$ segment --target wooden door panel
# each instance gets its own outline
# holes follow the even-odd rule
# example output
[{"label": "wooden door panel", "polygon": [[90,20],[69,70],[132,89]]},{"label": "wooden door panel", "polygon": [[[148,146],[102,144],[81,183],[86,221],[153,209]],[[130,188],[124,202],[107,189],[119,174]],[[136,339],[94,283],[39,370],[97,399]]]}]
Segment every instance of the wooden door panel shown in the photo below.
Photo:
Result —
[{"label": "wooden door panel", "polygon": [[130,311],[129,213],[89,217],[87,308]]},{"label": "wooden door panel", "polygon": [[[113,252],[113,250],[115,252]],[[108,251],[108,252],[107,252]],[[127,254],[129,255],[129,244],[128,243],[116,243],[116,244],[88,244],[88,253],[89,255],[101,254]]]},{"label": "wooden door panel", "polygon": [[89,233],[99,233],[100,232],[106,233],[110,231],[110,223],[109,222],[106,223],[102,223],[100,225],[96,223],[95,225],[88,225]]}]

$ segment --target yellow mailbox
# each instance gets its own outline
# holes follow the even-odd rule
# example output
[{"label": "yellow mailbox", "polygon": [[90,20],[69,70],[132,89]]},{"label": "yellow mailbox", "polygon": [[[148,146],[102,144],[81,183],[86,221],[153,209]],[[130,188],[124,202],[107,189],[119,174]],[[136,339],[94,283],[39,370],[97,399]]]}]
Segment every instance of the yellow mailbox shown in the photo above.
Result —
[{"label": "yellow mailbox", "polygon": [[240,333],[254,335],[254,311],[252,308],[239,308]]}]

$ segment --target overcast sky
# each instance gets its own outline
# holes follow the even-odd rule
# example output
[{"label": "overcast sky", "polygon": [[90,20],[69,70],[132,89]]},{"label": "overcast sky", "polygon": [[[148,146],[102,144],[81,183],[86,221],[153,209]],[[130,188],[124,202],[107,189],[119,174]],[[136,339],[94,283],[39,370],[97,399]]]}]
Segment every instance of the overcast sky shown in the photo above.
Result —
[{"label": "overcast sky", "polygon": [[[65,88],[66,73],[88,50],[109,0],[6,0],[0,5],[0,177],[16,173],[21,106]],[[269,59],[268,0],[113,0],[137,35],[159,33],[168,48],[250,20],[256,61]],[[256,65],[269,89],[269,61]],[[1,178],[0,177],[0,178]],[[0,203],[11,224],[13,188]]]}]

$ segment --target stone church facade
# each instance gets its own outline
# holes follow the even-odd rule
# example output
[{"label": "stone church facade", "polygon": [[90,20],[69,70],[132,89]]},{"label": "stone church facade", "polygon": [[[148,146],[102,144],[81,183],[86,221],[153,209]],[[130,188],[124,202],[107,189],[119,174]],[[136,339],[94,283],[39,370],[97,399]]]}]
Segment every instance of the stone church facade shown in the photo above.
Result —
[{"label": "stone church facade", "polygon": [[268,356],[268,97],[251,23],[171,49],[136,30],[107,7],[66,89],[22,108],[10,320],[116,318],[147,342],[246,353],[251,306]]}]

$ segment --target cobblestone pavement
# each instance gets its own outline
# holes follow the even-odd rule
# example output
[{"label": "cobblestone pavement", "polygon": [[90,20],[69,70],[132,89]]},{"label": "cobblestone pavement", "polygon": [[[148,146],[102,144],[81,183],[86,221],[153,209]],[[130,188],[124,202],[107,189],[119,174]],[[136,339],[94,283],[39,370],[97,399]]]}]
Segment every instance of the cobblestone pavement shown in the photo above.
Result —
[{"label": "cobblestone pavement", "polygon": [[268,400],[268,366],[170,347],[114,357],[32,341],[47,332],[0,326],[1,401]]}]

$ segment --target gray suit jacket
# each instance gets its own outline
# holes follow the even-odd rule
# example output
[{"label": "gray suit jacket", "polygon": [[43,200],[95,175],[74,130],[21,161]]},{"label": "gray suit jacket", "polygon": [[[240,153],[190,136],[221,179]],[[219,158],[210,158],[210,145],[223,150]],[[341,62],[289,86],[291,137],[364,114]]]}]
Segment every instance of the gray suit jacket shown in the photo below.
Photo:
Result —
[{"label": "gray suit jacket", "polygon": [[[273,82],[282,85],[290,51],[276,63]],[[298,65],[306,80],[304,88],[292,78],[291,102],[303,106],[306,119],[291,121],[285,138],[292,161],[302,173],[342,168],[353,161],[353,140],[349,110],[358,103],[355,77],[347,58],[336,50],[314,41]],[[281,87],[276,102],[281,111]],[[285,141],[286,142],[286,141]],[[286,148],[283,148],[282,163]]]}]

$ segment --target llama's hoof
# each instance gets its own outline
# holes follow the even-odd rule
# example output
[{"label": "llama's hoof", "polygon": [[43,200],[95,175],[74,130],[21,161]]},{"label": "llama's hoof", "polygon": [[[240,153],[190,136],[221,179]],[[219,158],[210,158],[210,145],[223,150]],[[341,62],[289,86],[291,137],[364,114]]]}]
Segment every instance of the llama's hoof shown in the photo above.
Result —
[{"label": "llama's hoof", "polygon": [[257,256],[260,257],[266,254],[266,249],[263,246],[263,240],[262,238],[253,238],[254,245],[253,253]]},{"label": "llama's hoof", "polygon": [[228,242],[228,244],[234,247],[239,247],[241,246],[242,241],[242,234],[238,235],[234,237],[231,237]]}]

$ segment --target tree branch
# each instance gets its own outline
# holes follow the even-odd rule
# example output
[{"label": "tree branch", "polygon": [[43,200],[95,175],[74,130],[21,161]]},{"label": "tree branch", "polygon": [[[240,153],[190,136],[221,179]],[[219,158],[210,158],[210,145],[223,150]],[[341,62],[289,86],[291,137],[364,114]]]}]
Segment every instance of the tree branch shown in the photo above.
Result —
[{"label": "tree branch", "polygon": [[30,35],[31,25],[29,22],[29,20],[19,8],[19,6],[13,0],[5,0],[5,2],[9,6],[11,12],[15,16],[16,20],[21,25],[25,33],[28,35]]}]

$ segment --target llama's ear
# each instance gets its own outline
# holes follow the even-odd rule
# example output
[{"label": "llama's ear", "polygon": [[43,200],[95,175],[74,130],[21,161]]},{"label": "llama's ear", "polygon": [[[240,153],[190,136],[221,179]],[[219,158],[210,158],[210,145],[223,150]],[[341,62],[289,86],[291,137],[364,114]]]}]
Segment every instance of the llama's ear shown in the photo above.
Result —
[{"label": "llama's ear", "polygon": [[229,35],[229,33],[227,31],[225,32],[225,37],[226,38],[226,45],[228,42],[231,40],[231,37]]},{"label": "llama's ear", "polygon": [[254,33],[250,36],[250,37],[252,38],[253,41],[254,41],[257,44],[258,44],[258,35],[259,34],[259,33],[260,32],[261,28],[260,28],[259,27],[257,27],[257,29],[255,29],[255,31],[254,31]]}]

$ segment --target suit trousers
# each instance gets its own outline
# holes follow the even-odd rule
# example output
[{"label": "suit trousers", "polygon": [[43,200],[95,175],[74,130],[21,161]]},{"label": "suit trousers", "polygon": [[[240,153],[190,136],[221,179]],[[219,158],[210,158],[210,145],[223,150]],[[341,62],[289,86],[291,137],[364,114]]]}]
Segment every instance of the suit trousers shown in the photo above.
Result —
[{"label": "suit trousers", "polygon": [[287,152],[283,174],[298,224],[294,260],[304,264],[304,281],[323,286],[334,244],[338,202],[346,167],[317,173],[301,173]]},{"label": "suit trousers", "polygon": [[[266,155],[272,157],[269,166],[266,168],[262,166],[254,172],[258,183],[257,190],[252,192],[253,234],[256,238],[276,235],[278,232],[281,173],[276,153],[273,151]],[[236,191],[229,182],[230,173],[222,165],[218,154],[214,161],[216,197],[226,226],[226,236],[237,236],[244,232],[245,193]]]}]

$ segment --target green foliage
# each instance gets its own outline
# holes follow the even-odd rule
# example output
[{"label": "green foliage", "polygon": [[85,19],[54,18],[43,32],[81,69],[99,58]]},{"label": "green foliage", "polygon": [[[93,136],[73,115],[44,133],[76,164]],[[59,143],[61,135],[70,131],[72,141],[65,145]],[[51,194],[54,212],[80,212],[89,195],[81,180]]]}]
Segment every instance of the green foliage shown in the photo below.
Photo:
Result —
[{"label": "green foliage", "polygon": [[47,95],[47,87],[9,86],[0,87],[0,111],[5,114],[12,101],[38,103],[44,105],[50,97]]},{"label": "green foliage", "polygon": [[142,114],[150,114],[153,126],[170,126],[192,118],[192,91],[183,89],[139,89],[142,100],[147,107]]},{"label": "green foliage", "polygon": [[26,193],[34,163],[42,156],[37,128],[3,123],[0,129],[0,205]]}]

________________________________________

TASK DESCRIPTION
Write out, word for word, every line from the one containing "--target green foliage" through the last line of the records above.

RESPONSE TO THE TASK
$ segment --target green foliage
# each instance gets its own outline
# holes follow the even-odd rule
# example output
[{"label": "green foliage", "polygon": [[85,19],[54,18],[43,32],[81,69],[99,58]]},{"label": "green foliage", "polygon": [[[93,136],[73,115],[44,133],[76,164]],[[59,143],[61,135],[70,131],[72,141],[65,145]],[[51,194],[54,212],[80,212],[89,195],[81,180]]]}]
Segment every instance of the green foliage shown in the photo below.
Photo:
Result —
[{"label": "green foliage", "polygon": [[47,95],[47,87],[9,86],[0,87],[0,111],[5,114],[12,101],[38,103],[44,105],[50,97]]},{"label": "green foliage", "polygon": [[142,114],[150,114],[153,126],[170,126],[192,118],[192,91],[183,89],[139,89],[142,100],[147,107]]},{"label": "green foliage", "polygon": [[26,193],[34,163],[42,156],[37,128],[3,123],[0,129],[0,205]]}]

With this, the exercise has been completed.